**Work to complete**
Can you transcribe every line exactly and leave the pictures behind?
======== Data section ========
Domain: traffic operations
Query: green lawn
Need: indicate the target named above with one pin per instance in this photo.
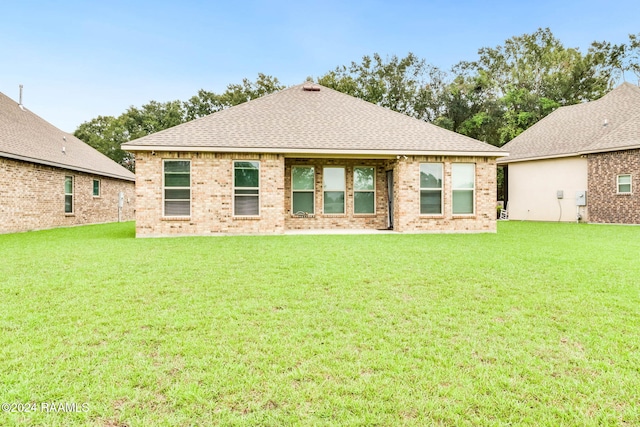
(538, 324)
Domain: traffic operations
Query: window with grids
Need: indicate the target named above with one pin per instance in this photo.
(246, 188)
(303, 189)
(431, 188)
(68, 194)
(177, 188)
(333, 185)
(463, 179)
(624, 184)
(364, 190)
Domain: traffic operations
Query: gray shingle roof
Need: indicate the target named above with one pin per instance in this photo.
(296, 120)
(607, 124)
(25, 136)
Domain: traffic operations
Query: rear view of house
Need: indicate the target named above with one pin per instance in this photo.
(311, 158)
(49, 178)
(581, 162)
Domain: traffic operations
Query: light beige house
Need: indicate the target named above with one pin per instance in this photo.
(49, 178)
(581, 162)
(311, 158)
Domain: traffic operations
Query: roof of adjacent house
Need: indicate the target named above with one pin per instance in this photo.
(314, 120)
(610, 123)
(27, 137)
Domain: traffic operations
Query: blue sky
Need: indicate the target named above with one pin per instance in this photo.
(81, 59)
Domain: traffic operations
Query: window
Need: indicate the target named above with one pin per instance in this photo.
(624, 184)
(177, 188)
(431, 188)
(246, 188)
(364, 186)
(333, 184)
(68, 194)
(303, 188)
(463, 188)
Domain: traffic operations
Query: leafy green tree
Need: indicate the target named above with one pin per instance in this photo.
(106, 134)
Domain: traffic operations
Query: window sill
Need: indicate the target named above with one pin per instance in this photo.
(175, 218)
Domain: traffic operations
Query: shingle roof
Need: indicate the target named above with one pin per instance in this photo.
(322, 120)
(25, 136)
(607, 124)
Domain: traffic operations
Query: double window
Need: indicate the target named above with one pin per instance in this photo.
(463, 182)
(333, 185)
(364, 190)
(246, 188)
(624, 184)
(303, 189)
(431, 188)
(177, 188)
(68, 194)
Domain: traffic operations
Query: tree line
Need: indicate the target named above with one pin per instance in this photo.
(507, 89)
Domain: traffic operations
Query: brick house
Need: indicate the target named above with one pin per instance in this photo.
(311, 158)
(49, 178)
(581, 162)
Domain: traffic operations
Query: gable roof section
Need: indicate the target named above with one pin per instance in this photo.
(312, 119)
(27, 137)
(607, 124)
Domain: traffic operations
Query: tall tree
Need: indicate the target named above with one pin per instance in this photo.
(108, 133)
(408, 85)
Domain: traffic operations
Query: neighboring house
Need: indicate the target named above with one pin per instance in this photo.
(49, 178)
(581, 162)
(312, 158)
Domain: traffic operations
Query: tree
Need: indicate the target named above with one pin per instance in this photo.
(408, 85)
(107, 133)
(532, 75)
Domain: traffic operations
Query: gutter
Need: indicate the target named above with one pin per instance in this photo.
(383, 154)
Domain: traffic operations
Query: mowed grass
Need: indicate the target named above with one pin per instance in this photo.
(536, 325)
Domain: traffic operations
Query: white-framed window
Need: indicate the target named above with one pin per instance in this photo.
(364, 190)
(68, 194)
(624, 183)
(96, 188)
(303, 193)
(246, 188)
(463, 183)
(177, 187)
(431, 188)
(333, 186)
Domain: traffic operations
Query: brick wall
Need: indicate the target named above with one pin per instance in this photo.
(212, 196)
(32, 197)
(603, 202)
(407, 197)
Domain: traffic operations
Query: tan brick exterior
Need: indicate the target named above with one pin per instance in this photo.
(212, 196)
(32, 197)
(604, 203)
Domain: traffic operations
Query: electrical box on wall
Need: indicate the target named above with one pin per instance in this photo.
(581, 198)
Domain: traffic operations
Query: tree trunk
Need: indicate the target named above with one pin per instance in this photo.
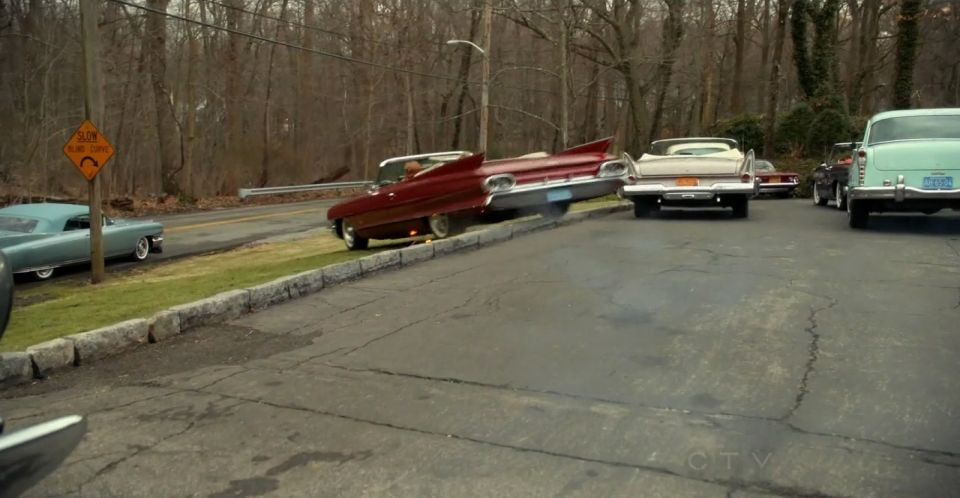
(739, 42)
(232, 104)
(156, 48)
(306, 112)
(907, 42)
(191, 104)
(708, 116)
(853, 54)
(464, 89)
(564, 90)
(669, 42)
(411, 117)
(774, 83)
(267, 144)
(763, 87)
(868, 61)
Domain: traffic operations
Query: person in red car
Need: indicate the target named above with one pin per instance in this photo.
(410, 169)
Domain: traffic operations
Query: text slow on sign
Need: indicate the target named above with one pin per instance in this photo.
(88, 149)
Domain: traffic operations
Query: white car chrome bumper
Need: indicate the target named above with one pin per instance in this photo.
(777, 187)
(703, 192)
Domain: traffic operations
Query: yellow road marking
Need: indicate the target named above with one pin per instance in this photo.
(240, 220)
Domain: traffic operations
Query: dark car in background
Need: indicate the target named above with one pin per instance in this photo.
(831, 176)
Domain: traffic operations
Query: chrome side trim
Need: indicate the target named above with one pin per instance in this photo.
(543, 186)
(422, 156)
(778, 185)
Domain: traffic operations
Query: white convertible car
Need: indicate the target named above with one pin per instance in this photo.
(692, 172)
========
**Task solution**
Domain: traffic operations
Query: green lawn
Need: indicate the target named above with one pin per instance in this photo.
(538, 324)
Domain: traffic operations
Query: window with grids
Need: indicate the target named above with one pin per instance in this photo.
(246, 188)
(303, 189)
(431, 188)
(68, 194)
(177, 188)
(333, 185)
(463, 179)
(624, 184)
(364, 190)
Domain: traffic operations
Query: gray shingle roof
Need: indicate the target named above with one pin per instance in this photo.
(296, 120)
(607, 124)
(25, 136)
Domain: traffic operations
Query: rear view of house
Need: indicate the target named above with one pin per instance in this photo.
(311, 158)
(49, 178)
(581, 162)
Domain: traffic operations
Query: light beige house
Need: indicate the target named above with one pin per instance in this photo.
(49, 178)
(581, 162)
(311, 158)
Domain: traffic operations
Query: roof of adjacent house
Need: indicate the target named above with one pin per instance in this photo.
(314, 120)
(610, 123)
(27, 137)
Domain: traffic operations
Query: blue sky
Need: indicate the target named above with one pin per instance in this photo.
(81, 59)
Domain: traffic operations
Query: window
Need: indicate the target named above with one pin per instance in this photo.
(624, 184)
(177, 188)
(431, 188)
(246, 188)
(364, 186)
(333, 184)
(68, 194)
(303, 188)
(463, 188)
Domain: traffic operations
Query: leafy green tree
Need: indicate the target named above with one pin per instance in this photo.
(106, 134)
Domain: traffic operations
Query: window sill
Need: indicate the target named above with one pin per instance in this photo.
(175, 218)
Domain: traffic operations
Query: shingle roof
Need: indicate the target named above with one pin per instance in this photo.
(322, 120)
(25, 136)
(607, 124)
Domain: traffic operations
Query: double window
Need: indicate the target named above with one pin per instance in this photo.
(463, 182)
(333, 185)
(364, 190)
(246, 188)
(624, 184)
(303, 189)
(431, 188)
(177, 188)
(68, 194)
Domain: traffic operations
Query: tree line
Need: indicate the target named above with one pin per instance in this photo.
(507, 89)
Domain: traffic operations
Query: brick house
Need: indicate the target named above with one pin per instance in this photo.
(311, 158)
(49, 178)
(581, 162)
Domain: traffic operations
Query: gable roof section
Need: indicate the target named above with one pin per instance in this photo.
(312, 119)
(27, 137)
(607, 124)
Domain: traffic operations
Query: tall tree
Need: indicate the target named above with one pin per instance in this photo.
(108, 133)
(408, 85)
Domain: traffic operations
Query: neighboring house
Need: indicate the target named above with one pin per instance in this photo.
(49, 178)
(581, 162)
(312, 158)
Domain: traffic operations
Query: tree
Need: indicate the target named above with one pin per instance in this photo.
(408, 85)
(107, 133)
(532, 75)
Domain: traffic operations
Query: gutter
Need: indicate the target named above with one pin per instance in this photo.
(383, 154)
Domain: traffic operations
Query: mowed grass
Need: indicate the target named above with one pin per instance in this photo.
(536, 325)
Domain: traffic operations
Query: white-framed window
Need: indicate the target named above with one pin per instance in this photo.
(364, 190)
(68, 194)
(624, 183)
(96, 188)
(303, 193)
(246, 188)
(463, 183)
(177, 187)
(431, 188)
(333, 186)
Domain: traffic operations
Query: brick wall
Need: indicate the target named above with one pin per instance in this photo.
(212, 196)
(32, 197)
(603, 202)
(407, 197)
Domain: traffic operations
Query: tan brick exterior
Need: indicate the target named above with one pin per instance in this photo.
(212, 196)
(32, 197)
(604, 203)
Domain: traffic operations
Query: electrical box on wall
Need: indicate the target named above with one pin per instance in this photo.
(581, 198)
Domain: traffic operations
Query: tree trunk
Need: indicate the target named above with one pin per instance in this photo.
(739, 42)
(232, 104)
(156, 48)
(306, 112)
(907, 42)
(191, 104)
(708, 116)
(853, 54)
(464, 89)
(564, 90)
(669, 42)
(411, 117)
(774, 83)
(267, 144)
(763, 87)
(868, 61)
Domain: traffic operations
Query: person in red car
Need: indicate the target named above with one pin per instance in this photo.
(410, 169)
Domain: traffic operations
Query: text slow on sign
Need: indicate the target named above with one pin per instance in this photo.
(88, 149)
Domain: traffic operations
Query: white car chrome bumper
Need: indicate the target named above with one pin per instance in this photo.
(777, 187)
(703, 192)
Domain: traffic operations
Query: yellow road marking
Need: indicate the target named above with one pin per instance in this photo.
(240, 220)
Domain: traffic operations
Query: dark car in background
Need: indicate the target named above with one pin per instance in this photo.
(831, 176)
Domain: traffic operations
Query: chrome side trim
Need: indicate the target named above with one pin per instance in this photo.
(543, 186)
(422, 156)
(778, 185)
Domain: traffic operations
Query: white convertible car
Need: indicate the target named above with one pin per instance in this photo.
(692, 172)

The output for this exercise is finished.